Oraison funèbre de Louis Capet, dernier roi des Français,

prononcée par le

PERE DUCHESNE

En présence des braves Sans-Culottes de tous les départements. Sa grande colère contre les calotins qui veulent canoniser ce nouveau Desrues,et vendent ses dépouilles aux badauds pour en faire des reliques.

Capet est enfin mort, foutre. Je ne dirai pas comme certains badauds, n'en parlons plus. Parlons-en au contraire, pour nous rappeler tous ses crimes et inspirer à tous les hommes l'horreur qu'ils doivent avoir pour les rois. Voilà, foutre, ce qui m'engage à entreprendre son oraison funèbre, non pour faire son éloge ou adoucir ses défauts, mais pour le peindre tel qu'il fût et apprendre à l'univers, si un tel monstre ne méritait pas d'être étouffé dès son berceau. Je transcris mot pour mot le discours que j'ai prononcé en présence de la crème des républicains. Lisez et frémissez, foutre.


Quel est le vil Français qui veut avoir un roi ?

S'il en est un, qu'il parle, et qu'il s'adresse à moi.

Voltaire, Mort de César.


CITOYENS,

Vous n'êtes pas assez jean-foutres pour écouter des mensonges et des flagorneries, je ne suis pas foutu non plus pour vous en débiter ; c'est donc la vérité pure qui va sortir de ma bouche, et c'est la première fois qu'on l'aura entendue dans une oraison funèbre, et, surtout dans celle d'un roi, foutre. A la mort de ces tyrans les ci-devant grands aumôniers, les archevêques, les évêques, tous les cordons bleus de la calotte allaient déterrer dans les greniers, de pauvres auteurs crottés pour leur fabriquer un beau discours en l'honneur du prince trépassé. Le cuistre en habit noir inventait mille mensonges, que monseigneur le prélat apprenait ensuite par coeur, et débitait effrontément. Chaque mot était un blasphème contre la raison, en un mot, c'était ni plus ni moins que les comptes bleus dont le vertueux Roland fait tapisser les rues par les griffoniers qui sont à ses gages. Le roi défunt avait-il été un ivrogne fieffé, le cafard mitré soutenait qu'il n'avait bu que de l'eau toute sa vie, avait-il été un putassier dévergondé, c'était la sagesse même, avait-il fait égorger des milliers d'hommes, on le représentait comme le plus humain et le plus pacifique des monarques, avait-il mis le pauvre peuple à sec à force d'impôts et de grugeries, on ne craignait pas de vanter sa bienfaisance et son humanité.

## [DONNÉES]

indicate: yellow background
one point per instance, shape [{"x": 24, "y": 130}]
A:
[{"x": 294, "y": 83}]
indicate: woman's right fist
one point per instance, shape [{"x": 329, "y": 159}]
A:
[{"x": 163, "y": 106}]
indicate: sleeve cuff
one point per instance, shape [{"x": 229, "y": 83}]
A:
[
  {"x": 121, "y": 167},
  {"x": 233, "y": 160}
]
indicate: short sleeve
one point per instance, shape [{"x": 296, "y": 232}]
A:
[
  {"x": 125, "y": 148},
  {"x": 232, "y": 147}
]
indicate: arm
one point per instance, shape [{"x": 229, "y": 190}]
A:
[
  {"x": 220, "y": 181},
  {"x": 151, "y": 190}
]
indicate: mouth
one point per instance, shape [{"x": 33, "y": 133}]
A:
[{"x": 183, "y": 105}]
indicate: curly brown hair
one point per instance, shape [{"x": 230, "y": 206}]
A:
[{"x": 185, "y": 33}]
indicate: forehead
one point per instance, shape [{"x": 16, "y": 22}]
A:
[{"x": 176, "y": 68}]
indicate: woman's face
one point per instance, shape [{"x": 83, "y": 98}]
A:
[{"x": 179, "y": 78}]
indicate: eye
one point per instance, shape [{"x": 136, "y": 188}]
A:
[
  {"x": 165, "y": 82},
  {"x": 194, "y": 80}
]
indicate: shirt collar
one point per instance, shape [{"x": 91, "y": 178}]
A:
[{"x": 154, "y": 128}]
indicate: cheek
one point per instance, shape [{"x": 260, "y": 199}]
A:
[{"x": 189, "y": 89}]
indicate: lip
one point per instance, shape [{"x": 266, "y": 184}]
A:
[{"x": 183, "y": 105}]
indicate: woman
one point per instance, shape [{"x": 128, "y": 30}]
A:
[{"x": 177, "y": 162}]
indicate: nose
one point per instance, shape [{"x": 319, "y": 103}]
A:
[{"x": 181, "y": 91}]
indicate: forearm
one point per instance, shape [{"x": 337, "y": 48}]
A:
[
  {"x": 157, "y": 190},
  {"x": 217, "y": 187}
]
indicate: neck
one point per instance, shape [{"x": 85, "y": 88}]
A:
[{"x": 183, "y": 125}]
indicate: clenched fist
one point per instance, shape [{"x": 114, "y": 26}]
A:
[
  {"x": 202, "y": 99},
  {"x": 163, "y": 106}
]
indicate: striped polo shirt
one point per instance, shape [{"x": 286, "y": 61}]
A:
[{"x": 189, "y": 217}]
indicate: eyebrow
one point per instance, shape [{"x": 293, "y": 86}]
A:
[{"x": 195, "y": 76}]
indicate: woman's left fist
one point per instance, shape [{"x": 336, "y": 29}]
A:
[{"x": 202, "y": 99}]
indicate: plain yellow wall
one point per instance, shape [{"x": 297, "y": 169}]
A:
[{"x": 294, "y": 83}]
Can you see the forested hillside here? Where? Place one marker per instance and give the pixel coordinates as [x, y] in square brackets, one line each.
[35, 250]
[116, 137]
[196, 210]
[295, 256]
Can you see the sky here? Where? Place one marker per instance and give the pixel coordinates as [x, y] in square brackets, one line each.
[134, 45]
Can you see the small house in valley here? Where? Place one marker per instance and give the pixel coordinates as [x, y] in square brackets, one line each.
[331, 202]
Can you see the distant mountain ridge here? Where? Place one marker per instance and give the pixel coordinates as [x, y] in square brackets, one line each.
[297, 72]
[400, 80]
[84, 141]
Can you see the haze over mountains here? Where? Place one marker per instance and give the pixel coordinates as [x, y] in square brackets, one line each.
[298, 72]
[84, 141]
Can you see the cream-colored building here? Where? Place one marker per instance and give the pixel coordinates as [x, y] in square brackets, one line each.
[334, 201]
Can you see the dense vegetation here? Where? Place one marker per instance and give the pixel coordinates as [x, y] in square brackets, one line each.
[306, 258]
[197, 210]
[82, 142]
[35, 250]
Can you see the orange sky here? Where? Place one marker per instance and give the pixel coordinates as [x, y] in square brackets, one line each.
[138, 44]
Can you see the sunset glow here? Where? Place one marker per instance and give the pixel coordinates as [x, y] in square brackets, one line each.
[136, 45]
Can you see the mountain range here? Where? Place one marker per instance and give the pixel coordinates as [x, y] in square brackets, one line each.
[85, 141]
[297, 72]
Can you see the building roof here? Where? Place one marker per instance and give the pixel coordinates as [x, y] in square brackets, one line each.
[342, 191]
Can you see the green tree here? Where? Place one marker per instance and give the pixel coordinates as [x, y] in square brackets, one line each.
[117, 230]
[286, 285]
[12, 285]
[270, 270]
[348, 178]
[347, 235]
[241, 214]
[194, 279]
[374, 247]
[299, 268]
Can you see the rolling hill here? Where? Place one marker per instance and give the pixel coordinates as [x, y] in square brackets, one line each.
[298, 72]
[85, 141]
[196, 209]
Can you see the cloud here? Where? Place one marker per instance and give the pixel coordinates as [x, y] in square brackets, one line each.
...
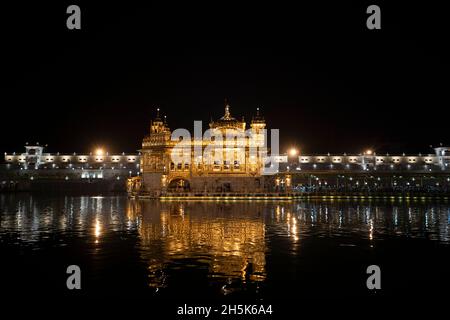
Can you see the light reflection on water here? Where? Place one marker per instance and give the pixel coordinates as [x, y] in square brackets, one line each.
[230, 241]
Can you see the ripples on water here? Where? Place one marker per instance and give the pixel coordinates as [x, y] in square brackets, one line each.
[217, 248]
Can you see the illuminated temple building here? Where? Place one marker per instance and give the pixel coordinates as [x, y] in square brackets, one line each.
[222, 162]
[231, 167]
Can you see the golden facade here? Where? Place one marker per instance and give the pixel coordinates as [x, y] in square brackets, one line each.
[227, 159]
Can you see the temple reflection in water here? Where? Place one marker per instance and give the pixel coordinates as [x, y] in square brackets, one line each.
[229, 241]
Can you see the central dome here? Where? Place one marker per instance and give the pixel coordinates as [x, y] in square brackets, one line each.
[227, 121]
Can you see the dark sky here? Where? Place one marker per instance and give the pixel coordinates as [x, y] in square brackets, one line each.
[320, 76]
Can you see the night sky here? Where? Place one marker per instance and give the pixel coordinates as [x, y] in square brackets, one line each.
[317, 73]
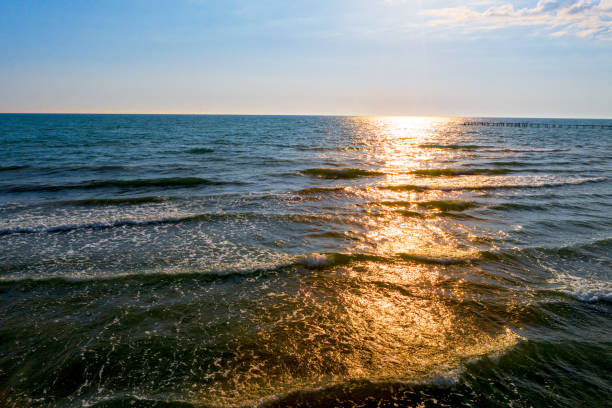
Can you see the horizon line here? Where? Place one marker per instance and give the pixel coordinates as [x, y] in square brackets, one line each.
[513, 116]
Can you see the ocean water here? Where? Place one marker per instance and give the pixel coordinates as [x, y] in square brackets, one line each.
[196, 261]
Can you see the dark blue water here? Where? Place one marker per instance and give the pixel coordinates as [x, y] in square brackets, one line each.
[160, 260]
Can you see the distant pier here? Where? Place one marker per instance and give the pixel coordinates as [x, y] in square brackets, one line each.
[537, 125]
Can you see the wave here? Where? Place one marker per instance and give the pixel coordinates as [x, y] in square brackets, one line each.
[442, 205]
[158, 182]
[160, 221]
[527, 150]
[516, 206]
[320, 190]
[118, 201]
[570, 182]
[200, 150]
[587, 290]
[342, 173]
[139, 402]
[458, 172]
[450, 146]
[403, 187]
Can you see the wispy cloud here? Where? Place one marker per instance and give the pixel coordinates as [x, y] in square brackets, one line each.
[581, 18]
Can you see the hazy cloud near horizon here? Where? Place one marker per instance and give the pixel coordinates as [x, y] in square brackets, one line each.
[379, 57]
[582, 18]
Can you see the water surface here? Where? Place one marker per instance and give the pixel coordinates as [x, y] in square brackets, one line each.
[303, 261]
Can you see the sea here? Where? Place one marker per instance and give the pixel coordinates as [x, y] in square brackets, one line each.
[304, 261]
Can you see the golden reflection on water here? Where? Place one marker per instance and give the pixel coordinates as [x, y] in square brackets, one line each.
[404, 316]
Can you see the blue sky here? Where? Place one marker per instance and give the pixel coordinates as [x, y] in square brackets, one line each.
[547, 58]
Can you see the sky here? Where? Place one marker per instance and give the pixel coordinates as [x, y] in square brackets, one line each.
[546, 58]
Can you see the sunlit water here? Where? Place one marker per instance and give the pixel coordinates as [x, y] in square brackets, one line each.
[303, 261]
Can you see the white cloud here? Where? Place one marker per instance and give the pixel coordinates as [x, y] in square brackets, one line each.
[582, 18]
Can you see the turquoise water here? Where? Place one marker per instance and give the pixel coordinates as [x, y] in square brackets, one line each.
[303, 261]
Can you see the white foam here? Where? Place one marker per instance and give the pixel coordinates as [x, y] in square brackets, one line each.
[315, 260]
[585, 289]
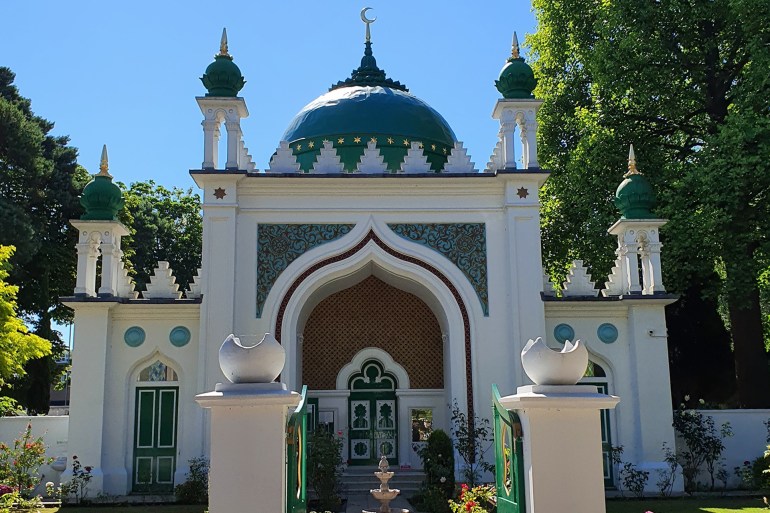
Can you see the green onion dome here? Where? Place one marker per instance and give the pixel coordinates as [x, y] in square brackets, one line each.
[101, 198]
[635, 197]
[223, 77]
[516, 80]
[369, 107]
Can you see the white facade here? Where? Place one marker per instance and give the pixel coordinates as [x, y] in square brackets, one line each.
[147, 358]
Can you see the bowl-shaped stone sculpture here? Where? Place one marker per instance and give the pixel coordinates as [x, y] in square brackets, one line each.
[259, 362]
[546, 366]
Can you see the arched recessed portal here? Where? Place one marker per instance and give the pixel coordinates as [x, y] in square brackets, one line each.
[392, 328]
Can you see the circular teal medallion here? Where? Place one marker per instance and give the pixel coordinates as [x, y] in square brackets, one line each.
---
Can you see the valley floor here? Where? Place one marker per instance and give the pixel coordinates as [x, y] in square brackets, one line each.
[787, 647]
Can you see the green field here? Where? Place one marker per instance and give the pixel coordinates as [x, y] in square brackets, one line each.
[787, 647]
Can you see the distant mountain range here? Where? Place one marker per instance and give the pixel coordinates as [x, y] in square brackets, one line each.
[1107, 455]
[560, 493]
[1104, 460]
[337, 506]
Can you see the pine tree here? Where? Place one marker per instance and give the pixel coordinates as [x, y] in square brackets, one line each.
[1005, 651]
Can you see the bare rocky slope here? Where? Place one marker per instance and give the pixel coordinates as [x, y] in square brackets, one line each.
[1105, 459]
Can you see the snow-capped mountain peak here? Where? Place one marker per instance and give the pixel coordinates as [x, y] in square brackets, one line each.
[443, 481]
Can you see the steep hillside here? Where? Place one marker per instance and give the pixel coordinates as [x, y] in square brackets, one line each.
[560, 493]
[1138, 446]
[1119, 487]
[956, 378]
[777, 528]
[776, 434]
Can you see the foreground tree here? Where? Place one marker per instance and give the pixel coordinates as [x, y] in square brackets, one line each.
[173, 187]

## [CONSIGNES ÉCRITES]
(1) Recopiez à l'identique les lignes du listing, depuis la ligne contenant "Can you see the distant mountain range" jusqu'à la ligne contenant "[1005, 651]", ces deux lignes comprises.
(2) Prolongez l'oraison funèbre de Louis Capet en reprenant juste après sa dernière phrase.

## [RÉSULTATS PAR CONSIGNE]
(1)
Can you see the distant mountain range here? Where? Place one marker per instance and give the pixel coordinates as [x, y] in square brackets, one line each.
[1107, 455]
[560, 493]
[1104, 460]
[337, 506]
Can you see the pine tree here? Where? Place one marker per instance and give the pixel coordinates as [x, y] in square brackets, one line each.
[1005, 651]

(2)
C'est pour venger l'honneur des Français, d'avoir pu entendre si longtemps de pareilles sottises, foutre, que je vais parler enfin d'un roi, dans les termes qu'il convient. Quand je vous aurai retracé la vie et les actions de Louis Capet, dernier roi des Français, républicains qui m'entendez, il n'en est pas un de vous qui ne s'écrie avec le Père Duchesne.

Ce monstre était fils de Louis, dauphin, fils de Louis XV ; il est bon de faire en passant le portrait du père, et de vous dire un mot sur toute cette foutue famille ; afin de vous faire connaître ce que c'était que ce sang royal, que nos imbéciles aïeux croyaient plus pur que celui des autres hommes. Louis XV, le plus paillard et le plus crapuleux des hommes, comme vous savez, après avoir cocufié tous les princes, ducs et marquis de sa cour, après avoir à l'exemple du saint homme Lot, forniqué avec ses filles même, donna ensuite dans la bourgeoise. La fille d'un boucher, nommé Poisson qu'il fit marquise, enfin la fameuse Pompadour gouvernait l'Etat sous le nom du foutu roi de carreau. Tous ceux qui voulaient avoir des places, des grâces, des honneurs, étaient obligés de baiser le coude de cette coquine, et de lui graisser la patte. Pendant que la gueuse bouleversait le royaume et suçait le peuple jusqu'à l'eau rousse, le dauphin mangeait du fromage de voir vivre si longtemps son père, est-ce qu'il ne crèvera pas bientôt de ses débauches, disait-il, du train qu'il y va quand je régnerai je n'aurai plus que de l'eau à boire, il faut lui donner le coup de pouce.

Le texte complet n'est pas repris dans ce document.